Start Available records
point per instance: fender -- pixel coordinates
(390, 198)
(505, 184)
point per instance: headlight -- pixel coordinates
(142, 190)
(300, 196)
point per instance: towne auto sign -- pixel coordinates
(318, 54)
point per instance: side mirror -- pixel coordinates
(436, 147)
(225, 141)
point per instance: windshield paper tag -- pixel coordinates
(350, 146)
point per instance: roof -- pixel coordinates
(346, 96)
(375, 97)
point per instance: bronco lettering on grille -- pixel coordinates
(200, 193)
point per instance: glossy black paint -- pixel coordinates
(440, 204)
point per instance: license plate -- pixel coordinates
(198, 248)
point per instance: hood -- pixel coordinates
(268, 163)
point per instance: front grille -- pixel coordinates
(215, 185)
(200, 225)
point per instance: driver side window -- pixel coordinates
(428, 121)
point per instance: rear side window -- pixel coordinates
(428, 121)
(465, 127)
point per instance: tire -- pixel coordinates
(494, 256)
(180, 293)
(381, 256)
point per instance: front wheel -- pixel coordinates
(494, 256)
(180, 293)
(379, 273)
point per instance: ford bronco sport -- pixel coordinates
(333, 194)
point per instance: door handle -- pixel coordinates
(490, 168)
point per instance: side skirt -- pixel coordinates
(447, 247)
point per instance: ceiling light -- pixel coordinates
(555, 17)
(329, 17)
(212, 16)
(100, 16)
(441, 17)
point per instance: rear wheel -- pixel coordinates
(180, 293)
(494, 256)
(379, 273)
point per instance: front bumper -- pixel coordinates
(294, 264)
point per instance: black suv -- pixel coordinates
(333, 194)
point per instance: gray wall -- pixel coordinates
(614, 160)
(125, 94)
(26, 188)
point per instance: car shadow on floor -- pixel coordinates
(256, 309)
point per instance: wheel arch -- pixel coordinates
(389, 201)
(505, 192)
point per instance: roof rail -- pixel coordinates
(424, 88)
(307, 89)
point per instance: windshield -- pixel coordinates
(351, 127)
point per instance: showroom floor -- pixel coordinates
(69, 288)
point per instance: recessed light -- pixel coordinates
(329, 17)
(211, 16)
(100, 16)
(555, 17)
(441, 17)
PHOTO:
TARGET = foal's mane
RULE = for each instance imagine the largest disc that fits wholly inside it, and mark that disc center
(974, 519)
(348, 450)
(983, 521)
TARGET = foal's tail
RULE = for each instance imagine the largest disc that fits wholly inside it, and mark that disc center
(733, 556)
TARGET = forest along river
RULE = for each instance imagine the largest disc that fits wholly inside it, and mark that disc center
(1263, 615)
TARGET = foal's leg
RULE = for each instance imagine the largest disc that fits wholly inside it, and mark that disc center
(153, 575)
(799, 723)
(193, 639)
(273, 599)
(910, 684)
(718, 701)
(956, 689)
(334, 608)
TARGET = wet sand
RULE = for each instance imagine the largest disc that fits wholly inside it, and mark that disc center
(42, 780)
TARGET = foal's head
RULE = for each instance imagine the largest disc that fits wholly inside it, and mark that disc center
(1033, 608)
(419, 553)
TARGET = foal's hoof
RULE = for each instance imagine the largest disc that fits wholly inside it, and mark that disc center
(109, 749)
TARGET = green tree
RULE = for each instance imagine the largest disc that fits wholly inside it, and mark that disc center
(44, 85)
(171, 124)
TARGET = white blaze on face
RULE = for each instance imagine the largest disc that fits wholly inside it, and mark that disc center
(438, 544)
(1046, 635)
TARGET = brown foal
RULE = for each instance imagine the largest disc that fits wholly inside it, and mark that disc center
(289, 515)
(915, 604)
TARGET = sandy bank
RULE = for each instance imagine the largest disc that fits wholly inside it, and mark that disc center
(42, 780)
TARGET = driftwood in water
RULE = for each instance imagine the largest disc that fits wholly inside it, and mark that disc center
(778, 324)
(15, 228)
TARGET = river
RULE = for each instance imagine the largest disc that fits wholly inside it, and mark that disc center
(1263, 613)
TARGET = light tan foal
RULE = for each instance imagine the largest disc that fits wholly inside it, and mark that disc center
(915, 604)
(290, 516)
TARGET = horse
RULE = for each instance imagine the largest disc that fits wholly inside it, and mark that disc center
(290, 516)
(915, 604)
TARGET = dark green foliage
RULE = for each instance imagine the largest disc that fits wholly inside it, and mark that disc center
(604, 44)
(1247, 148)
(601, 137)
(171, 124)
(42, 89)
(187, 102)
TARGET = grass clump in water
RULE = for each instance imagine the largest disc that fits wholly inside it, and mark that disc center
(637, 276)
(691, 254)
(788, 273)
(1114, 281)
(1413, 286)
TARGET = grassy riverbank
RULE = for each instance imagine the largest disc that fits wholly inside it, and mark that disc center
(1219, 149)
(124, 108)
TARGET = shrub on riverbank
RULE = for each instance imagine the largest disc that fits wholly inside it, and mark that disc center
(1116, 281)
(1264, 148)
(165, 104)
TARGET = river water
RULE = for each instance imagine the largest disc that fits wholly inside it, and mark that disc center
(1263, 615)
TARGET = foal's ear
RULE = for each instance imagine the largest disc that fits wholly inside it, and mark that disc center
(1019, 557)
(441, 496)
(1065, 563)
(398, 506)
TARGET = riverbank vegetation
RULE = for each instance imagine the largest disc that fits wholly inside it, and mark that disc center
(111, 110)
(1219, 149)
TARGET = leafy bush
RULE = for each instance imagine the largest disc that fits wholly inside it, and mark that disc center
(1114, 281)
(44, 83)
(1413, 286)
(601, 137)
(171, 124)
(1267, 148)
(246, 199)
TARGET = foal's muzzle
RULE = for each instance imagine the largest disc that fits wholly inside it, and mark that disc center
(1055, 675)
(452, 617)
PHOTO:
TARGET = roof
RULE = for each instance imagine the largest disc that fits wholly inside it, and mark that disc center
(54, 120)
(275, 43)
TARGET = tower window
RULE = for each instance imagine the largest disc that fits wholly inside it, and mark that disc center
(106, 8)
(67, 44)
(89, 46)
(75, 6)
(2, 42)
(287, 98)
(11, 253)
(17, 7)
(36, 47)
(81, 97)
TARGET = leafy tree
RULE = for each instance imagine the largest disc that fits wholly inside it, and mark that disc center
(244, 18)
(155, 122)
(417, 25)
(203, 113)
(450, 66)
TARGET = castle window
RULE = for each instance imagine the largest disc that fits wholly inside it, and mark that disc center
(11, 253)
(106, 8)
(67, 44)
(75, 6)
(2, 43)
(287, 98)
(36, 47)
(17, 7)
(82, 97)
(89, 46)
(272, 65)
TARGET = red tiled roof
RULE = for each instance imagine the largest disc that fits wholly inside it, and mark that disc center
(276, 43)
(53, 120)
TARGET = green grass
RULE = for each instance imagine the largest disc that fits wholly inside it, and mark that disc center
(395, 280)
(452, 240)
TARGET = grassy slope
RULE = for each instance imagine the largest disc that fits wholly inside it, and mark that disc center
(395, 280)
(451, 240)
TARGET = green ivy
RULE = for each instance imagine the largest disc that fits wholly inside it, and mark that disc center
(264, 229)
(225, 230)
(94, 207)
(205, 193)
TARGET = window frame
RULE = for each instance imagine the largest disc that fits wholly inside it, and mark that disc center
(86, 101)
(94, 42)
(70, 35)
End Available records
The records above are to be repeated exactly, in their entirety.

▶ Completed task
point per instance: fender -- pixel coordinates
(390, 198)
(505, 184)
point per instance: headlight -- pixel coordinates
(142, 190)
(300, 196)
point per instance: towne auto sign -- pixel coordinates
(318, 54)
point per instance: side mirror -- pixel coordinates
(436, 147)
(225, 141)
point per instance: windshield paper tag -- pixel coordinates
(350, 146)
point per instance: roof -- pixel coordinates
(346, 96)
(375, 97)
point per instance: bronco lettering on grille -- pixel coordinates
(200, 193)
point per instance: glossy black paint -- pixel coordinates
(440, 204)
point per instance: license plate -- pixel coordinates
(198, 248)
point per instance: hood -- pixel coordinates
(268, 163)
point per instance: front grille -- pixel coordinates
(215, 185)
(200, 225)
point per instance: driver side window -- pixel coordinates
(428, 121)
point per instance: rear side window -- pixel coordinates
(428, 121)
(465, 127)
point per instance: tire -- pixel coordinates
(494, 256)
(180, 293)
(381, 256)
point per instance: front wheel -- pixel coordinates
(494, 256)
(180, 293)
(379, 273)
point per instance: ford bronco sport -- pixel coordinates
(333, 194)
point per instance: door handle -- pixel coordinates
(490, 168)
point per instance: side skirt -- pixel coordinates
(447, 247)
point per instance: ceiling light -- pixel coordinates
(555, 17)
(329, 17)
(212, 16)
(100, 16)
(441, 17)
point per instance: rear wheel -- pixel coordinates
(180, 293)
(494, 256)
(379, 273)
point per instance: front bumper -- pixel coordinates
(294, 264)
point per instance: black suv -- pixel coordinates
(333, 194)
point per instance: gray wall -- pixel coordinates
(614, 160)
(125, 94)
(26, 188)
point per instance: car shadow on floor -- pixel coordinates
(256, 309)
point per instance: wheel arch -- pixel coordinates
(389, 201)
(505, 192)
point per instance: roof rail -- pixel coordinates
(424, 88)
(307, 89)
point per instance: windshield -- pixel coordinates
(351, 127)
point per instance: showroom floor -- pixel coordinates
(69, 288)
point per instance: recessed light -- pixel coordinates
(329, 17)
(211, 16)
(100, 16)
(555, 17)
(441, 17)
PHOTO:
TARGET = foal's mane
RULE = for each instance imagine the largest disc that fits wholly inside it, and mark that disc center
(974, 519)
(348, 450)
(983, 521)
TARGET = foal's tail
RULE = for each instance imagine the largest disc that fits wholly inside it, and mark that disc center
(733, 556)
TARGET = forest along river
RULE = for each instance imagine the largest disc that fits wholly inside it, and mark that disc center
(1263, 615)
TARGET = foal's leg
RULE = for each instance imagine the largest disc that fits wholly inside it, and mark that disc center
(153, 575)
(799, 723)
(193, 639)
(273, 599)
(910, 684)
(718, 701)
(956, 689)
(334, 608)
TARGET = wet sand
RULE = for each instance imagine the largest disc that fits wholly inside it, and mark that disc center
(42, 780)
TARGET = foal's head
RULE = for each instance imagine the largest disc that fits wholly inside it, and mark that disc center
(1033, 608)
(419, 553)
TARGET = foal's hoof
RULE = for each instance imagine the largest disc that fits wholly inside it, and mark that disc center
(109, 749)
TARGET = green tree
RULE = for each instance imagine the largest disc that fits wholly inside it, and mark that disc center
(44, 85)
(171, 124)
TARGET = white blaze on face
RULE = for each instance imagine the largest disc that fits wholly inside it, and mark that disc center
(438, 544)
(1046, 635)
TARGET = brown foal
RULE = for each instance imagine the largest disc that fits wholly inside it, and mark that disc center
(289, 515)
(915, 604)
TARGET = sandy bank
RULE = for each instance imagine the largest disc that fits wholly inside it, and mark that disc center
(42, 780)
TARGET = driftwood in water
RULE = for each instance imagine the largest disc that fits wholly inside it, and mark that disc center
(778, 324)
(15, 228)
TARGET = river
RULE = for each instance imagine the largest disc that fits wholly inside it, and mark that disc center
(1263, 613)
TARGET = light tan foal
RULE = for each instance imagine the largest disc that fits wholly inside it, and mark that disc center
(915, 604)
(290, 516)
TARGET = horse
RULE = for each instance imagine the largest disc that fits wholly inside it, and mark that disc center
(290, 516)
(915, 604)
TARGET = dark green foliage
RULE = for each instance imagine the largest disc that fits wholly inside it, and mark that disc center
(604, 44)
(1247, 148)
(601, 137)
(171, 124)
(42, 89)
(187, 102)
TARGET = grass clump in water
RULE = for each instance imagine the largest disc that fits wholly inside it, and mark that disc center
(637, 276)
(691, 254)
(788, 273)
(1114, 281)
(1413, 286)
TARGET = grassy riverbank
RULE = for each instance imagine the largest disc that fits wholly inside it, and mark that disc center
(1219, 149)
(124, 108)
TARGET = shrub on riverbank
RULE = for each instance imagine the largest disc that fits wholly inside it, and mark that disc center
(1116, 281)
(1264, 148)
(165, 104)
TARGET = river water
RULE = for each instance imagine the largest disc that fits wholly inside it, and mark that disc center
(1263, 615)
TARGET = foal's ear
RULE = for each instance imagine the largest disc that fits wholly inside it, and mark that disc center
(1019, 557)
(441, 496)
(1065, 563)
(398, 506)
TARGET = riverbank vegetation
RULE = for each instance imagine the largest disc that fits wholly inside it, and mark that disc center
(111, 110)
(1219, 149)
TARGET = leafy bush
RULE = for each instance imagine the largest disc that fits wholly inside it, and mark that disc center
(1114, 281)
(44, 83)
(1413, 286)
(601, 137)
(171, 124)
(1267, 148)
(246, 199)
TARGET = foal's muzzle
RULE = for each instance imagine the largest disc that fits wholly inside it, and mark that disc center
(1055, 675)
(452, 617)
PHOTO:
TARGET = roof
RULE = for each instance imagine the largest disc that fits wholly inside it, and mark that disc center
(54, 120)
(275, 43)
TARGET = tower window
RULE = for each instance imagine the largest disc that fits wholly inside it, and mark that disc center
(106, 8)
(67, 44)
(89, 46)
(75, 6)
(2, 42)
(287, 98)
(11, 253)
(17, 7)
(36, 47)
(81, 97)
TARGET = leafy tree
RULE = for each instance imagine the largest disc that fits wholly inside it, and mark that disc center
(244, 18)
(155, 122)
(417, 25)
(203, 113)
(450, 66)
TARGET = castle window
RULE = for each instance imagine the largest disc that fits wholly inside it, and mark that disc center
(11, 253)
(106, 8)
(67, 44)
(75, 6)
(2, 43)
(287, 98)
(36, 47)
(17, 7)
(82, 97)
(89, 46)
(272, 65)
TARGET = red tiled roof
RULE = for each instance imagine the largest disc that fits wholly inside it, and mark that disc center
(276, 43)
(53, 120)
TARGET = green grass
RULE = for each instance imagine the largest disc that fits wholly inside it, and mark that disc center
(395, 280)
(452, 240)
TARGET = grassy slope
RULE = for each instance imagine the largest disc that fits wholly inside it, and mark that disc center
(395, 280)
(451, 240)
TARGET = green ivy
RULE = for each instance imagine the largest disc that fits wholly inside it, and mark that disc center
(264, 229)
(225, 230)
(94, 207)
(205, 193)
TARGET = window frame
RULE = for each instance imagine the largest disc that fits wholly inside it, and mark that disc center
(86, 101)
(94, 42)
(70, 35)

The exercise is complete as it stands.